● **STATED EXERCISE**:
Render the lines below as a Markdown table with two columns: Row for the row number and Line for the line itself. Leave out any blank lines.

** start of PROVIDED DATA **

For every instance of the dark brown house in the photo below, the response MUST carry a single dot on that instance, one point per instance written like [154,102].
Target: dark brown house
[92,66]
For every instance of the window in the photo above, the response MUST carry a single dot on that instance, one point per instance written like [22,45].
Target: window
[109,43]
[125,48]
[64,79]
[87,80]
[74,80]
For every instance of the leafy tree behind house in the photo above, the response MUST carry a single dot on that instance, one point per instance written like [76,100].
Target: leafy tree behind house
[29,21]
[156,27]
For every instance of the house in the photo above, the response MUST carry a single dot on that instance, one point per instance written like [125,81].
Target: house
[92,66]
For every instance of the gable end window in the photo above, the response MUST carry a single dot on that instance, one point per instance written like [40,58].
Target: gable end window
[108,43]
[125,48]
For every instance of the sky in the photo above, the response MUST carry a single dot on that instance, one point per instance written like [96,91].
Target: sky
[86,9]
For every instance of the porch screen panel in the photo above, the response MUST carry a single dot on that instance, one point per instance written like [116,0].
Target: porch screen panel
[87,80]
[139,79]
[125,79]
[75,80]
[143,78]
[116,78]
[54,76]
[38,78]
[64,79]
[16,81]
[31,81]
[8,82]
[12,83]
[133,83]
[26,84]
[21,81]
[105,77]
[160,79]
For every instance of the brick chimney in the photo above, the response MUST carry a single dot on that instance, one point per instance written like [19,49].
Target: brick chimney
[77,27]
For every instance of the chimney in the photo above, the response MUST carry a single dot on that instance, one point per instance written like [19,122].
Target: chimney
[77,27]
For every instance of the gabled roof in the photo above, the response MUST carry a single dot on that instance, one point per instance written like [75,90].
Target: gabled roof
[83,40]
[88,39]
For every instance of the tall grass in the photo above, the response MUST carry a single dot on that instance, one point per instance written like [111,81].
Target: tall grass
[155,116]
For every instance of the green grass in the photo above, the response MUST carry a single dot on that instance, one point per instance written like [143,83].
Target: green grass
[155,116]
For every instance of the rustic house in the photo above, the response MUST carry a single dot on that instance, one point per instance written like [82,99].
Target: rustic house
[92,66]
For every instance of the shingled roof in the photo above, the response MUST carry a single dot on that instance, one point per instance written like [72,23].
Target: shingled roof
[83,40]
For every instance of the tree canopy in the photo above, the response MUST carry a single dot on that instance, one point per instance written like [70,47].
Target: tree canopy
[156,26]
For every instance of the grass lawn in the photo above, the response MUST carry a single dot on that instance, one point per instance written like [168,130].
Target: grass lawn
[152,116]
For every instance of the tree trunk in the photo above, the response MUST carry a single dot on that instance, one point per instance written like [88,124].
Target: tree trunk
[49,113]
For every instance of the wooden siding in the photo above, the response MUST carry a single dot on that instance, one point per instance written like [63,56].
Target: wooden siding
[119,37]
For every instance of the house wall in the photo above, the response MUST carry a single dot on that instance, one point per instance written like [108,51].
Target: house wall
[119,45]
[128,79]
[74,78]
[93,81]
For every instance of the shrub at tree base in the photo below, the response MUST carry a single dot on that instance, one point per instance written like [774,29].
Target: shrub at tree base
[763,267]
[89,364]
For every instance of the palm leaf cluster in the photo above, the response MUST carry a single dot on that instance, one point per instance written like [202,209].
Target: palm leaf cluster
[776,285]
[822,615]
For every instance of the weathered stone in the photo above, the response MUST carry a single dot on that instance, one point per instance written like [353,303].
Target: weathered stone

** end of PROVIDED DATA **

● **CORRECT RESPONSE**:
| Row | Line |
|---|---|
| 1 | For every instance of the dark brown house in the photo below, the response MUST carry a single dot on that instance, one point per instance written like [154,102]. |
| 2 | Target: dark brown house |
| 3 | [92,66] |
| 4 | For every instance of the window in the photo above, the response MUST carry a single dot on that instance, one point per instance written like [22,45]. |
| 5 | Target: window |
| 6 | [109,43] |
| 7 | [125,48] |
| 8 | [64,79] |
| 9 | [87,80] |
| 10 | [74,80] |
| 11 | For every instance of the leafy tree behind house in the photo above, the response MUST carry a single dot on that instance, one point per instance written like [76,100]. |
| 12 | Target: leafy tree behind house |
| 13 | [29,21] |
| 14 | [156,27] |
| 15 | For every instance of the house in the photo above, the response MUST carry a single dot on that instance, one point per instance written like [125,81]. |
| 16 | Target: house |
| 17 | [92,66] |
| 18 | For every instance of the gable end window in the photo above, the response MUST carry a single dot on that instance, one point per instance written like [40,58]. |
| 19 | Target: gable end window |
| 20 | [108,43] |
| 21 | [125,48] |
| 22 | For every instance of the sky in the photo above, the response MUST carry a single dot on that instance, one point per instance written like [96,91]. |
| 23 | Target: sky |
| 24 | [86,9] |
| 25 | For every instance of the porch screen panel in the photo above, the response MUST carry a single dot on that instance, one point per instance written like [116,0]. |
| 26 | Target: porch screen panel |
| 27 | [87,80] |
| 28 | [139,79] |
| 29 | [125,79] |
| 30 | [75,80] |
| 31 | [143,78] |
| 32 | [116,78] |
| 33 | [54,76] |
| 34 | [38,78] |
| 35 | [64,79] |
| 36 | [16,81] |
| 37 | [31,81] |
| 38 | [8,82] |
| 39 | [12,83] |
| 40 | [133,83] |
| 41 | [26,84] |
| 42 | [21,81] |
| 43 | [105,77] |
| 44 | [160,79] |
| 45 | For every instance of the brick chimney in the photo above, the response MUST carry a single dot on that instance, one point per instance written like [19,49]. |
| 46 | Target: brick chimney |
| 47 | [77,27] |
| 48 | For every instance of the chimney in the photo above, the response MUST carry a single dot on that instance, one point per instance written like [19,122]. |
| 49 | Target: chimney |
| 50 | [77,27] |
| 51 | For every instance of the gabled roof in the photo above, the response MUST carry a single dot on that instance, one point per instance written like [75,90]. |
| 52 | Target: gabled roof |
| 53 | [83,40] |
| 54 | [88,39] |
| 55 | For every instance of the tall grass in the photo above, the response MUST carry a single dot on that instance, one point per instance written like [111,81]. |
| 56 | Target: tall grass |
| 57 | [155,116] |
| 58 | For every instance of the green grass in the photo above, the response MUST carry a single dot on that instance, one point per instance written like [143,83]. |
| 59 | Target: green grass |
| 60 | [155,116] |
| 61 | For every instance of the rustic house in the photo above, the response MUST carry a single dot on that instance, one point per instance written like [82,99]. |
| 62 | Target: rustic house |
| 63 | [92,66] |
| 64 | For every instance of the shingled roof in the photo above, the response MUST carry a single dot on that instance, one point per instance written like [72,23]. |
| 65 | Target: shingled roof |
| 66 | [83,40] |
| 67 | For every instance of the tree canopy in the photo above, the response MUST carry a single dot on that instance, one point per instance written like [70,47]. |
| 68 | Target: tree canopy |
| 69 | [156,26] |
| 70 | For every instance of the grass lawn in the photo above, the response MUST carry a single dot on that instance, one point per instance written like [168,130]. |
| 71 | Target: grass lawn |
| 72 | [152,116] |
| 73 | For every instance of the tree trunk in the photo above, the response MUST carry a single dot on that instance, one point per instance written like [88,124]. |
| 74 | Target: tree trunk |
| 75 | [49,113] |
| 76 | For every instance of the wooden siding in the photo above, the response MUST carry a single dot on that instance, one point per instance written like [63,56]. |
| 77 | Target: wooden siding |
| 78 | [119,37] |
| 79 | For every instance of the house wall in the photo above, the response MUST carry a single dot on that instance, one point per instance written like [108,51]. |
| 80 | Target: house wall |
| 81 | [119,45] |
| 82 | [128,79] |
| 83 | [74,78] |
| 84 | [93,81] |
| 85 | For every instance of the shrub at tree base in the photo below, the response MUST carry a single dot on that instance, one point per instance written like [774,29]. |
| 86 | Target: shrub at tree base |
| 87 | [763,267] |
| 88 | [89,364] |
| 89 | For every instance of the palm leaf cluster in the photo above, the response MUST carry a single dot on that instance, one point per instance written like [202,209]. |
| 90 | Target: palm leaf cluster |
| 91 | [776,285] |
| 92 | [822,615] |
| 93 | For every instance of the weathered stone in the photo above, the response MUST carry a single dot on that instance, one point per instance written like [353,303]. |
| 94 | Target: weathered stone |